# Kelvingrove Train Tunnel - June 2012



## HorZa (Jul 28, 2012)

I had been wanting to visit this tunnel for quite some time having been to nearly all of the others that Glasgow has to offer and in June I got the chance.

The tunnel is approx 950 yards long and stretches under Kelvingrove Park from Kelvinbridge to Exhibition Centre where it meets the live line.


The northern portal which lies under Gibson Street. When I visited the tunnel had an eerie mist which stopped you from seeing more than a few feet in front of you and also hampered the photographs








Good thing I had visited a few days before when the tunnel was completely clear then. On the left you should be able to see an old wooden wall box. If anyone knows its use I;d like to know myself







Someone had made themselves comfy down here recently. These were right down the other end complete with disposable BBQs







One of my favourite things about tunnels is the self portrait shots you can get from them







Once we got to the end of the first tunnel the recent weather stopped us from getting any further.





The water level would quickly engulf a standard pair of wellies and I don't own waders 

Slightly disappointed we never saw the old stage or "VIP area" that was once photographed down here unless its in the next tunnel however that appears to be a very short one which runs directly onto the live line.

Thanks for looking


----------



## alex76 (Jul 28, 2012)

Cracking shots mate love the table and chairs one


----------



## Pincheck (Jul 29, 2012)

very nice mate


----------



## Jet48 (Jul 29, 2012)

Like the spooky mist photo.


----------



## TK421 (Jul 29, 2012)

Nice one mate, that last shot is a cracker


----------



## UEP-Wales (Jul 29, 2012)

Great shots there


----------



## flyboys90 (Jul 29, 2012)

Great photos,thanks for sharing.


----------



## KingLewis92 (Jul 29, 2012)

Love that last photo


----------

• _Items_
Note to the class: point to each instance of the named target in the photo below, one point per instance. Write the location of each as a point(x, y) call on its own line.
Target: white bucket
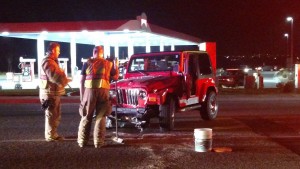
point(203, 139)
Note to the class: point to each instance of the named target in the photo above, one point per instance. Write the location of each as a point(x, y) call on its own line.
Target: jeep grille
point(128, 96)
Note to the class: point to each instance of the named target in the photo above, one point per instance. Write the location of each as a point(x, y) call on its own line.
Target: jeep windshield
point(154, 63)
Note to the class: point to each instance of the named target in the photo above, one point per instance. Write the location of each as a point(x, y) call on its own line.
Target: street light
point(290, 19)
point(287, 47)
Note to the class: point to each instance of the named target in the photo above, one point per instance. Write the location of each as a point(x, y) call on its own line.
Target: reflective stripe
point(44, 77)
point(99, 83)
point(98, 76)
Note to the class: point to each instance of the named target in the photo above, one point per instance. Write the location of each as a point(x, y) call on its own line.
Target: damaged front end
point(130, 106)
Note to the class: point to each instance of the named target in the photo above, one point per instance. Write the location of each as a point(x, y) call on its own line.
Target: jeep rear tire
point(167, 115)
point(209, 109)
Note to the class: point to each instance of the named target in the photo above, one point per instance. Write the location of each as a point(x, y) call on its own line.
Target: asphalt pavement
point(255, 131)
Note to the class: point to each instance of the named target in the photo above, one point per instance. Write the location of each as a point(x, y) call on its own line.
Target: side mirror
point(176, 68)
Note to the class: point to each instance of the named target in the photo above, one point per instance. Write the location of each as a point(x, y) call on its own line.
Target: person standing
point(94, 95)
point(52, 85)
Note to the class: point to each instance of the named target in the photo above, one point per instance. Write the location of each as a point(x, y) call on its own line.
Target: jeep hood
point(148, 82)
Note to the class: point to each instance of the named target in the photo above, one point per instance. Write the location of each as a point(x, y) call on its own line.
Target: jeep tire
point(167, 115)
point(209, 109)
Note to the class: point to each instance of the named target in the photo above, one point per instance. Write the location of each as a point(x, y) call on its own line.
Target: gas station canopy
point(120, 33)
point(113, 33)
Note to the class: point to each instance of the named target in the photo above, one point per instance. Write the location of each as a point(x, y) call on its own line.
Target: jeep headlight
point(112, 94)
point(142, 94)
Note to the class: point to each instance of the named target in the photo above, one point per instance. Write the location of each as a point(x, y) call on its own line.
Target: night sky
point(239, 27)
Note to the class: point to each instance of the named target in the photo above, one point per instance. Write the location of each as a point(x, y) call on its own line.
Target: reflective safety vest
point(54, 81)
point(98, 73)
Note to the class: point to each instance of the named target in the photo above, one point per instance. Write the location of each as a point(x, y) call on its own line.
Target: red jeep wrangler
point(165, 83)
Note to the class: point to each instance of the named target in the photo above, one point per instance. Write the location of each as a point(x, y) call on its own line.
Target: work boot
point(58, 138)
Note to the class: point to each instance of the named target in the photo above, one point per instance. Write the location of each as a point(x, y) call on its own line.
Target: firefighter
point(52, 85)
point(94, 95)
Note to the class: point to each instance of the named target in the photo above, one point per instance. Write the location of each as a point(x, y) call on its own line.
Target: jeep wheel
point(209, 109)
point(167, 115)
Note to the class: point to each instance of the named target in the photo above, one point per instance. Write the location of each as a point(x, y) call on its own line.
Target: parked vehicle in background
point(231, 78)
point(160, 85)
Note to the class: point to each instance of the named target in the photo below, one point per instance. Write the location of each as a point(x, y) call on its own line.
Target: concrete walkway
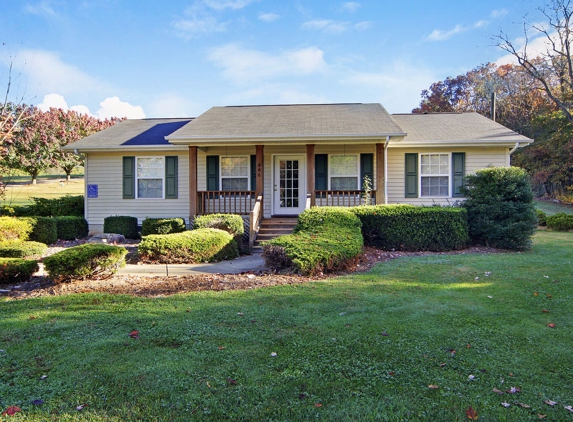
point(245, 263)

---

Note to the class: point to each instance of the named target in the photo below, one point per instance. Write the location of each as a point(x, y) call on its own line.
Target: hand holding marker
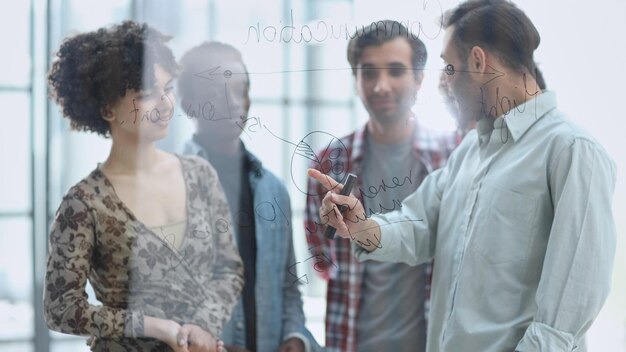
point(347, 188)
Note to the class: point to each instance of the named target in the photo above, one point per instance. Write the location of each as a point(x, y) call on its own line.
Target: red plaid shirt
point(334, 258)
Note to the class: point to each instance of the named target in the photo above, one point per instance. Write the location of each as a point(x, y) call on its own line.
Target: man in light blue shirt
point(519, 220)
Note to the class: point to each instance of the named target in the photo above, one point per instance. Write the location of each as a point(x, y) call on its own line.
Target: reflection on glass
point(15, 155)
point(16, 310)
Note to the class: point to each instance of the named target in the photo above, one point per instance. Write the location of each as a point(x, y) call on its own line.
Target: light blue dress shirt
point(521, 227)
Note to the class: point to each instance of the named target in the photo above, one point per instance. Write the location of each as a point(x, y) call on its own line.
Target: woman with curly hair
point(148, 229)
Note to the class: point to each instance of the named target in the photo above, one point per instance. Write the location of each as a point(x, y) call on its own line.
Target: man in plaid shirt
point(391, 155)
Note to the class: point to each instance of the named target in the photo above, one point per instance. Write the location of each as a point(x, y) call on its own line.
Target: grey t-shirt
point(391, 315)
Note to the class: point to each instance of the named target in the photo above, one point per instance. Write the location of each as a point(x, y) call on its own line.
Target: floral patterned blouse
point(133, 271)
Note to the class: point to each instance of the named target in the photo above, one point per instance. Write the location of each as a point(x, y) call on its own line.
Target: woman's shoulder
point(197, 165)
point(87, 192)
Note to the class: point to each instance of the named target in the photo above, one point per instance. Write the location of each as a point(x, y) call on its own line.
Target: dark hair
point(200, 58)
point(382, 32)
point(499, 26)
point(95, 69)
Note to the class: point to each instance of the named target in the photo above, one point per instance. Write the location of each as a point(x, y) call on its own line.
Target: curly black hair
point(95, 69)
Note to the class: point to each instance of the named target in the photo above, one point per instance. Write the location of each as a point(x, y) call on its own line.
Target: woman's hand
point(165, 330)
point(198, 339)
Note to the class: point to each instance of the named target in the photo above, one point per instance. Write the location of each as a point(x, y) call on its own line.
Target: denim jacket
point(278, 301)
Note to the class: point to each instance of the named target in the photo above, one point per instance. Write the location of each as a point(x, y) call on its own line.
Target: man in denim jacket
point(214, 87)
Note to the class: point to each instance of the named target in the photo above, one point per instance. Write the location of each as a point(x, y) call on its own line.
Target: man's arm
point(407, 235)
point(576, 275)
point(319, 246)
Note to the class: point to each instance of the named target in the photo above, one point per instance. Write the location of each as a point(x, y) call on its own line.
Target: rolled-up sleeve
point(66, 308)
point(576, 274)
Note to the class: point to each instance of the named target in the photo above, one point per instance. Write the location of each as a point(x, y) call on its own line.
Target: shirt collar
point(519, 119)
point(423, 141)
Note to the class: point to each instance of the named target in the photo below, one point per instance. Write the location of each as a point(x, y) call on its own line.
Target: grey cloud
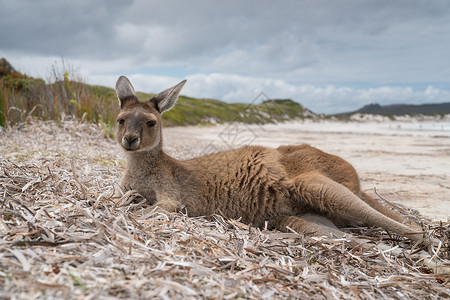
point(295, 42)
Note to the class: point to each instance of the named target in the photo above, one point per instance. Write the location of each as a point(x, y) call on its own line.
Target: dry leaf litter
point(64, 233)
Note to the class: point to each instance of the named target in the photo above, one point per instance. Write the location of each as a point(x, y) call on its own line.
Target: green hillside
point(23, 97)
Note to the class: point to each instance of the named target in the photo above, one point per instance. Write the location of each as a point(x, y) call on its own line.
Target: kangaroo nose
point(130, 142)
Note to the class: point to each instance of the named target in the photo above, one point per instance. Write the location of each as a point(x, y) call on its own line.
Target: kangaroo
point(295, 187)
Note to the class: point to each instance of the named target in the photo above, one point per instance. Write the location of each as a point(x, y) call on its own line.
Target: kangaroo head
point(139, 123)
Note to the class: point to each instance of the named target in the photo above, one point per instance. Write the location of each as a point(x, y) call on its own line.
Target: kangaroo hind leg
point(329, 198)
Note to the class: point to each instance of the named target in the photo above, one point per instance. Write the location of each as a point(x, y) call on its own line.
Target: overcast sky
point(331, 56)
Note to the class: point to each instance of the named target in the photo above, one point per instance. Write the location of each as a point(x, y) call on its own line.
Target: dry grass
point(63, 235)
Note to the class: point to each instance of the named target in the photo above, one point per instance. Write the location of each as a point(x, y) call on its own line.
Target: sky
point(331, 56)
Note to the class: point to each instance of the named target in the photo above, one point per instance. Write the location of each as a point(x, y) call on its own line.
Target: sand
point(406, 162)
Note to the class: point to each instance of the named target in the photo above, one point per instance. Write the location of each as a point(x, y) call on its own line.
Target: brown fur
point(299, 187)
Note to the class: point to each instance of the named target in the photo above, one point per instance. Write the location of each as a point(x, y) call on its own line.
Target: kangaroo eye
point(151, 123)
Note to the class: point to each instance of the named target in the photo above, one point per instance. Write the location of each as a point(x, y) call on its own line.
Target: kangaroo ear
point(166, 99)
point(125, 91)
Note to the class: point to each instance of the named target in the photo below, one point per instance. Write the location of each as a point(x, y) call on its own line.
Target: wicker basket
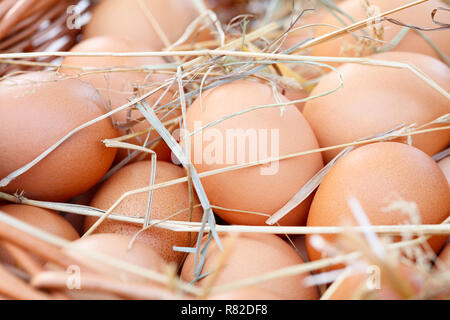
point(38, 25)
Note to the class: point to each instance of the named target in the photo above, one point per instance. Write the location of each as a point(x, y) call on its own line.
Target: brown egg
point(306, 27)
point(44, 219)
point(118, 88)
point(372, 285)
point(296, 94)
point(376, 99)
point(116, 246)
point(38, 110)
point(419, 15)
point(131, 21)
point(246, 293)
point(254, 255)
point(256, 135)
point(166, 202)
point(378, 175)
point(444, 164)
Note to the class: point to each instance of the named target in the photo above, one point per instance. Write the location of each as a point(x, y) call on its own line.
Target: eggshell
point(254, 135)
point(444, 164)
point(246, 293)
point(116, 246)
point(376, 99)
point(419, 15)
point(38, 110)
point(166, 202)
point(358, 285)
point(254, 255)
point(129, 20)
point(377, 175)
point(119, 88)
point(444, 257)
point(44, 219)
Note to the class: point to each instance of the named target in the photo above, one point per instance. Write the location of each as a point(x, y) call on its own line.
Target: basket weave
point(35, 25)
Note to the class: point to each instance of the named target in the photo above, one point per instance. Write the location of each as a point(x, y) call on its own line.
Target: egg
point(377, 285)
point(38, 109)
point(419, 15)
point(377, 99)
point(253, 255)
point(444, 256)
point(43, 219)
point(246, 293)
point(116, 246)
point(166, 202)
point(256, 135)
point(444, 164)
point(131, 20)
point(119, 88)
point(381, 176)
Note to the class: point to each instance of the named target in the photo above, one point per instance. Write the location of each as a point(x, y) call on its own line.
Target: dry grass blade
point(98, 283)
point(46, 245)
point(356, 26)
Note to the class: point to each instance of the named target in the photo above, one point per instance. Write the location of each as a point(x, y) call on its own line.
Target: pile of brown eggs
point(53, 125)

• _Set problem_
Using the Kelvingrove tunnel thread above, say whether each statement agrees with it. Answer yes or no for each, and quote the thread's deciding words exactly.
(a) The tunnel runs under Kelvingrove Park from Kelvinbridge to Exhibition Centre.
(b) The poster made it past the end of the first tunnel.
(c) The northern portal lies under Gibson Street.

• _Result of this exercise_
(a) Yes: "stretches under Kelvingrove Park from Kelvinbridge to Exhibition Centre"
(b) No: "Once we got to the end of the first tunnel the recent weather stopped us from getting any further."
(c) Yes: "The northern portal which lies under Gibson Street."